(Segmentation dataset records)
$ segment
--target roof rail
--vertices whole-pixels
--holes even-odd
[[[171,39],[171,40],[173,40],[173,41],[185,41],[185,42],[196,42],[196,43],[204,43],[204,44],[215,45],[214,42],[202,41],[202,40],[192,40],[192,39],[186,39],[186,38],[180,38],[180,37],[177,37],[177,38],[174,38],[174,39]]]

GIVEN TASK: Reproduce every line of the listing, requests included, and shift each polygon vertex coordinate in the answers by adding 106 to it.

ANSWER TO THIS TASK:
$ segment
--target roof rail
--vertices whole-pixels
--holes even-odd
[[[277,145],[277,146],[279,146],[279,147],[291,147],[291,148],[302,148],[302,149],[310,149],[310,150],[321,151],[320,148],[308,147],[308,146],[298,146],[298,145],[292,145],[292,144],[286,144],[286,143],[283,143],[283,144],[280,144],[280,145]]]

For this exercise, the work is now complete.